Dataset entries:
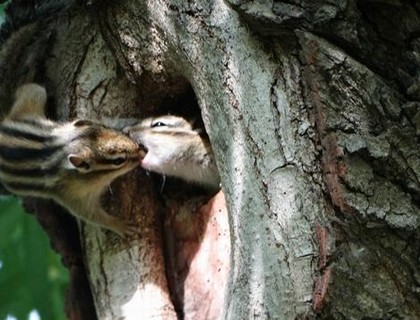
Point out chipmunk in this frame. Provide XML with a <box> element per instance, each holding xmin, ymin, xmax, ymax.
<box><xmin>0</xmin><ymin>83</ymin><xmax>143</xmax><ymax>236</ymax></box>
<box><xmin>124</xmin><ymin>115</ymin><xmax>220</xmax><ymax>190</ymax></box>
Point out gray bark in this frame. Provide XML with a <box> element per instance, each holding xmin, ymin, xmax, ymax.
<box><xmin>96</xmin><ymin>0</ymin><xmax>420</xmax><ymax>318</ymax></box>
<box><xmin>1</xmin><ymin>0</ymin><xmax>419</xmax><ymax>319</ymax></box>
<box><xmin>46</xmin><ymin>9</ymin><xmax>177</xmax><ymax>319</ymax></box>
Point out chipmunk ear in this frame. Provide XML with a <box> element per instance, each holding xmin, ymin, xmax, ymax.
<box><xmin>68</xmin><ymin>154</ymin><xmax>91</xmax><ymax>171</ymax></box>
<box><xmin>73</xmin><ymin>119</ymin><xmax>94</xmax><ymax>127</ymax></box>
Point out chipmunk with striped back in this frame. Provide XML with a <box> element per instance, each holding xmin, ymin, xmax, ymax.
<box><xmin>0</xmin><ymin>83</ymin><xmax>143</xmax><ymax>236</ymax></box>
<box><xmin>124</xmin><ymin>115</ymin><xmax>220</xmax><ymax>190</ymax></box>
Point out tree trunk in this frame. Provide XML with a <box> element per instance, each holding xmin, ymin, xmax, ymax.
<box><xmin>1</xmin><ymin>0</ymin><xmax>419</xmax><ymax>319</ymax></box>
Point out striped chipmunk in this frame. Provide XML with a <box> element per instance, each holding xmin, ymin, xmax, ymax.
<box><xmin>124</xmin><ymin>115</ymin><xmax>220</xmax><ymax>190</ymax></box>
<box><xmin>0</xmin><ymin>83</ymin><xmax>143</xmax><ymax>236</ymax></box>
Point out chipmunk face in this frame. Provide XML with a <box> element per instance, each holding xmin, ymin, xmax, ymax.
<box><xmin>125</xmin><ymin>115</ymin><xmax>200</xmax><ymax>173</ymax></box>
<box><xmin>124</xmin><ymin>115</ymin><xmax>220</xmax><ymax>189</ymax></box>
<box><xmin>66</xmin><ymin>120</ymin><xmax>142</xmax><ymax>175</ymax></box>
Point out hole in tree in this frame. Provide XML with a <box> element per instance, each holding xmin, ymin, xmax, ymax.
<box><xmin>134</xmin><ymin>76</ymin><xmax>228</xmax><ymax>319</ymax></box>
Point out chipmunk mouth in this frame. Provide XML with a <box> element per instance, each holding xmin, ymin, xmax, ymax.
<box><xmin>138</xmin><ymin>143</ymin><xmax>148</xmax><ymax>161</ymax></box>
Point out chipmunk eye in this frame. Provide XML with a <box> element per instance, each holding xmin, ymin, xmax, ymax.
<box><xmin>110</xmin><ymin>157</ymin><xmax>126</xmax><ymax>166</ymax></box>
<box><xmin>151</xmin><ymin>121</ymin><xmax>166</xmax><ymax>128</ymax></box>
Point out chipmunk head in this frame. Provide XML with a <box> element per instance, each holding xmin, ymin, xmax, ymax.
<box><xmin>124</xmin><ymin>115</ymin><xmax>200</xmax><ymax>172</ymax></box>
<box><xmin>66</xmin><ymin>119</ymin><xmax>142</xmax><ymax>176</ymax></box>
<box><xmin>124</xmin><ymin>115</ymin><xmax>219</xmax><ymax>189</ymax></box>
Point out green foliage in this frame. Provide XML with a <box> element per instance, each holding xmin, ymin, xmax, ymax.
<box><xmin>0</xmin><ymin>2</ymin><xmax>9</xmax><ymax>24</ymax></box>
<box><xmin>0</xmin><ymin>4</ymin><xmax>6</xmax><ymax>25</ymax></box>
<box><xmin>0</xmin><ymin>196</ymin><xmax>68</xmax><ymax>320</ymax></box>
<box><xmin>0</xmin><ymin>1</ymin><xmax>12</xmax><ymax>23</ymax></box>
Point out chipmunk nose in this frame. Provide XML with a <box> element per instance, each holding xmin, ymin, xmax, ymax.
<box><xmin>132</xmin><ymin>143</ymin><xmax>146</xmax><ymax>160</ymax></box>
<box><xmin>139</xmin><ymin>148</ymin><xmax>147</xmax><ymax>160</ymax></box>
<box><xmin>138</xmin><ymin>142</ymin><xmax>148</xmax><ymax>158</ymax></box>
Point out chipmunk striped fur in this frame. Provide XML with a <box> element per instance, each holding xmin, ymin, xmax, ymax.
<box><xmin>0</xmin><ymin>84</ymin><xmax>142</xmax><ymax>236</ymax></box>
<box><xmin>124</xmin><ymin>115</ymin><xmax>220</xmax><ymax>190</ymax></box>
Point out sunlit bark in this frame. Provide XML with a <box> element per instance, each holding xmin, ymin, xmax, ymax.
<box><xmin>1</xmin><ymin>0</ymin><xmax>419</xmax><ymax>318</ymax></box>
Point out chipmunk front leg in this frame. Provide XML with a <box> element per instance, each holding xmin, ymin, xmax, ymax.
<box><xmin>70</xmin><ymin>203</ymin><xmax>138</xmax><ymax>237</ymax></box>
<box><xmin>88</xmin><ymin>207</ymin><xmax>138</xmax><ymax>237</ymax></box>
<box><xmin>57</xmin><ymin>191</ymin><xmax>138</xmax><ymax>237</ymax></box>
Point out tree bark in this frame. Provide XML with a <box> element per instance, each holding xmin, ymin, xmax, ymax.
<box><xmin>46</xmin><ymin>6</ymin><xmax>177</xmax><ymax>319</ymax></box>
<box><xmin>1</xmin><ymin>0</ymin><xmax>419</xmax><ymax>319</ymax></box>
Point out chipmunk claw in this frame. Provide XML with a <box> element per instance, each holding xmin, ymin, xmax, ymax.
<box><xmin>122</xmin><ymin>221</ymin><xmax>139</xmax><ymax>238</ymax></box>
<box><xmin>110</xmin><ymin>219</ymin><xmax>138</xmax><ymax>238</ymax></box>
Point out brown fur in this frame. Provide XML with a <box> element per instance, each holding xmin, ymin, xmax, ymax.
<box><xmin>0</xmin><ymin>84</ymin><xmax>142</xmax><ymax>236</ymax></box>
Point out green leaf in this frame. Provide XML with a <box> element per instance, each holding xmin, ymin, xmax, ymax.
<box><xmin>0</xmin><ymin>2</ymin><xmax>9</xmax><ymax>25</ymax></box>
<box><xmin>0</xmin><ymin>196</ymin><xmax>68</xmax><ymax>320</ymax></box>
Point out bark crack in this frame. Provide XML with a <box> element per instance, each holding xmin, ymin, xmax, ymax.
<box><xmin>68</xmin><ymin>32</ymin><xmax>96</xmax><ymax>119</ymax></box>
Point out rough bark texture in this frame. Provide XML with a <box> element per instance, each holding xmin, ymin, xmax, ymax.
<box><xmin>1</xmin><ymin>0</ymin><xmax>419</xmax><ymax>319</ymax></box>
<box><xmin>46</xmin><ymin>6</ymin><xmax>177</xmax><ymax>319</ymax></box>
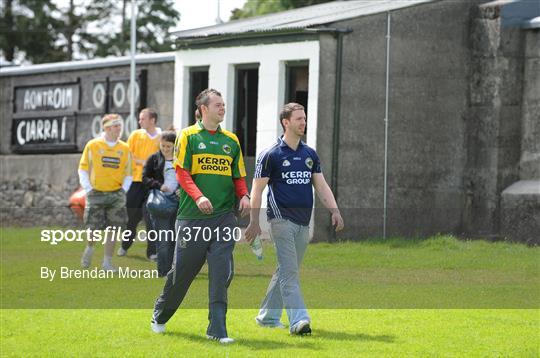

Task item: With the pictures excluded, retype the records above verbatim.

Result of the exercise:
Point out chipmunk in this frame. Provide XML with a <box> element per instance, each holding xmin, ymin, xmax, ymax.
<box><xmin>0</xmin><ymin>83</ymin><xmax>143</xmax><ymax>236</ymax></box>
<box><xmin>124</xmin><ymin>115</ymin><xmax>220</xmax><ymax>190</ymax></box>
Point out gray bark in this frame. Provide XML with a <box> element per instance, each holding xmin, ymin, xmax, ymax.
<box><xmin>96</xmin><ymin>0</ymin><xmax>420</xmax><ymax>318</ymax></box>
<box><xmin>1</xmin><ymin>0</ymin><xmax>419</xmax><ymax>319</ymax></box>
<box><xmin>46</xmin><ymin>9</ymin><xmax>177</xmax><ymax>319</ymax></box>
Point out chipmunk ear in this frame. Provide XML with a <box> element per instance, each holding xmin, ymin, xmax, ymax.
<box><xmin>68</xmin><ymin>154</ymin><xmax>91</xmax><ymax>171</ymax></box>
<box><xmin>73</xmin><ymin>119</ymin><xmax>94</xmax><ymax>127</ymax></box>
Point out chipmunk with striped back in this frame. Provide XML with a <box> element per instance, each holding xmin, ymin, xmax, ymax.
<box><xmin>0</xmin><ymin>83</ymin><xmax>143</xmax><ymax>236</ymax></box>
<box><xmin>124</xmin><ymin>115</ymin><xmax>220</xmax><ymax>190</ymax></box>
Point out tree trunk in this frame. Provide XML with a <box> element per instance, each holding xmin, ymin, xmax, ymax.
<box><xmin>1</xmin><ymin>0</ymin><xmax>419</xmax><ymax>319</ymax></box>
Point out striped chipmunk in this frame. Provide XML with a <box> element per instance, each holding xmin, ymin, xmax, ymax.
<box><xmin>124</xmin><ymin>115</ymin><xmax>220</xmax><ymax>190</ymax></box>
<box><xmin>0</xmin><ymin>83</ymin><xmax>143</xmax><ymax>236</ymax></box>
Point out chipmunk face in this frame. Provide XML with a <box> element per instance, each holding xmin, ymin, xmax, ymax.
<box><xmin>125</xmin><ymin>115</ymin><xmax>200</xmax><ymax>173</ymax></box>
<box><xmin>124</xmin><ymin>115</ymin><xmax>220</xmax><ymax>189</ymax></box>
<box><xmin>66</xmin><ymin>120</ymin><xmax>142</xmax><ymax>175</ymax></box>
Point out hole in tree in this frame. Provide XML with a <box> element per instance, each holding xmin, ymin, xmax, ymax.
<box><xmin>134</xmin><ymin>76</ymin><xmax>228</xmax><ymax>319</ymax></box>
Point out chipmunk mouth in this frame. Provide XML with a <box> element per instance, each holding xmin, ymin, xmax, ymax.
<box><xmin>138</xmin><ymin>143</ymin><xmax>148</xmax><ymax>161</ymax></box>
Point out chipmunk eye in this frame. Provide XML with a <box> element per instance, each holding xmin, ymin, xmax, ymax.
<box><xmin>110</xmin><ymin>157</ymin><xmax>126</xmax><ymax>166</ymax></box>
<box><xmin>151</xmin><ymin>121</ymin><xmax>166</xmax><ymax>128</ymax></box>
Point out chipmunk head in this frame. Provide XML with a <box> element per instance, each holding xmin, ymin, xmax, ymax.
<box><xmin>124</xmin><ymin>115</ymin><xmax>200</xmax><ymax>172</ymax></box>
<box><xmin>66</xmin><ymin>119</ymin><xmax>142</xmax><ymax>176</ymax></box>
<box><xmin>124</xmin><ymin>115</ymin><xmax>219</xmax><ymax>189</ymax></box>
Point out green foliage in this frame. Provide XML with a <box> element per instance, each holding xmin, ymin, xmax, ymax.
<box><xmin>0</xmin><ymin>2</ymin><xmax>9</xmax><ymax>24</ymax></box>
<box><xmin>0</xmin><ymin>4</ymin><xmax>6</xmax><ymax>25</ymax></box>
<box><xmin>0</xmin><ymin>196</ymin><xmax>68</xmax><ymax>320</ymax></box>
<box><xmin>0</xmin><ymin>1</ymin><xmax>12</xmax><ymax>23</ymax></box>
Point out chipmunk nose in this frame. Provide XML with a <box> element per instance, each holding xmin, ymin, xmax, ymax.
<box><xmin>132</xmin><ymin>143</ymin><xmax>146</xmax><ymax>160</ymax></box>
<box><xmin>139</xmin><ymin>148</ymin><xmax>147</xmax><ymax>160</ymax></box>
<box><xmin>138</xmin><ymin>142</ymin><xmax>148</xmax><ymax>158</ymax></box>
Point out chipmunk striped fur in this frame. Provide XML with a <box> element per instance, each holding xmin, ymin, xmax, ymax.
<box><xmin>0</xmin><ymin>84</ymin><xmax>142</xmax><ymax>236</ymax></box>
<box><xmin>124</xmin><ymin>115</ymin><xmax>220</xmax><ymax>190</ymax></box>
Point out sunlit bark in this frame. Provide XML with a <box> element per instance, each holding xmin, ymin, xmax, ymax.
<box><xmin>1</xmin><ymin>0</ymin><xmax>419</xmax><ymax>318</ymax></box>
Point out chipmunk front leg in this frame. Provide XML with a <box> element per instance, each holding xmin, ymin, xmax, ymax.
<box><xmin>70</xmin><ymin>203</ymin><xmax>138</xmax><ymax>237</ymax></box>
<box><xmin>88</xmin><ymin>207</ymin><xmax>138</xmax><ymax>237</ymax></box>
<box><xmin>57</xmin><ymin>191</ymin><xmax>138</xmax><ymax>237</ymax></box>
Point out tree bark in this frame. Provide XML with a <box> element per instance, each holding xmin, ymin, xmax, ymax.
<box><xmin>46</xmin><ymin>6</ymin><xmax>177</xmax><ymax>319</ymax></box>
<box><xmin>1</xmin><ymin>0</ymin><xmax>419</xmax><ymax>319</ymax></box>
Point out chipmunk claw in this frame. Provide XML with a <box> element per instance, each holding xmin, ymin, xmax, ymax.
<box><xmin>122</xmin><ymin>221</ymin><xmax>139</xmax><ymax>238</ymax></box>
<box><xmin>110</xmin><ymin>219</ymin><xmax>138</xmax><ymax>238</ymax></box>
Point out brown fur in this frame. Provide XML with a <box> element per instance, each holding xmin, ymin, xmax, ymax.
<box><xmin>0</xmin><ymin>84</ymin><xmax>142</xmax><ymax>236</ymax></box>
Point out green leaf in this frame. Provide XML with a <box> element per instance, each holding xmin, ymin, xmax, ymax.
<box><xmin>0</xmin><ymin>2</ymin><xmax>9</xmax><ymax>25</ymax></box>
<box><xmin>0</xmin><ymin>196</ymin><xmax>68</xmax><ymax>320</ymax></box>
Point out bark crack in this frame. Provide XML with a <box> element per instance, each holding xmin, ymin, xmax, ymax.
<box><xmin>68</xmin><ymin>32</ymin><xmax>96</xmax><ymax>119</ymax></box>
Point out rough bark texture in this frame. Provide XML with a <box> element per instance, each holding xmin, ymin, xmax, ymax.
<box><xmin>1</xmin><ymin>0</ymin><xmax>419</xmax><ymax>319</ymax></box>
<box><xmin>46</xmin><ymin>6</ymin><xmax>177</xmax><ymax>319</ymax></box>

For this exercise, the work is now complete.